:: Records provided

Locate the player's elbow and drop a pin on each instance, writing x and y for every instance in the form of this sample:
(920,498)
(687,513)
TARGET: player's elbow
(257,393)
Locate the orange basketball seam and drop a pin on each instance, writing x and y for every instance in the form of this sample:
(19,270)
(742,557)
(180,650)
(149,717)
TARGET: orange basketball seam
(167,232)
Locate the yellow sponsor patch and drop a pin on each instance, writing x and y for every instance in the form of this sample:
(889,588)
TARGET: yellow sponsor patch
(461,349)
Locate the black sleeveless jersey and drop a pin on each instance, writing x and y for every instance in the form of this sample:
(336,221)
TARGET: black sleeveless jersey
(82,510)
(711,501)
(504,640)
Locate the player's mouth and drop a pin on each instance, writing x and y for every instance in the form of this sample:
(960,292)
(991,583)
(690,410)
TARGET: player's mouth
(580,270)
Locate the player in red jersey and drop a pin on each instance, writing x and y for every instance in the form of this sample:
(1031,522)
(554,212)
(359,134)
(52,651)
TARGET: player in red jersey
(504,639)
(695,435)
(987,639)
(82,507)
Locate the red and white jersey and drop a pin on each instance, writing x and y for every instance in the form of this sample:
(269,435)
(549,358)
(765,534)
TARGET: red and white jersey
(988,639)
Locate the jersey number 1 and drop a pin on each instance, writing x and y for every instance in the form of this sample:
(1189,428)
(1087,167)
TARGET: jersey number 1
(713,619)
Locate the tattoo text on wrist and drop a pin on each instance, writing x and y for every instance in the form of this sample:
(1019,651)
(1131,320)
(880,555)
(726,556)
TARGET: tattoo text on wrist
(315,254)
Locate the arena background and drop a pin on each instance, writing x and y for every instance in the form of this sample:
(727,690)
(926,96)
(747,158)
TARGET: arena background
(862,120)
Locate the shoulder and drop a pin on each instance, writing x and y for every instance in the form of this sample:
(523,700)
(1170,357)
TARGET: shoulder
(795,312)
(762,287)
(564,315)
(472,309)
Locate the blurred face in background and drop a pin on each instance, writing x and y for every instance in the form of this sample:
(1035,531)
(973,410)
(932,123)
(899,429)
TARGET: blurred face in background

::::

**Description of the task**
All lines that include the word "blurred" must be copied from the material above.

**Solution to this task**
Locate the blurred face in background and drop a pin on each instance, writing x and y for every instance in the form of this sample:
TARGET: blurred face in background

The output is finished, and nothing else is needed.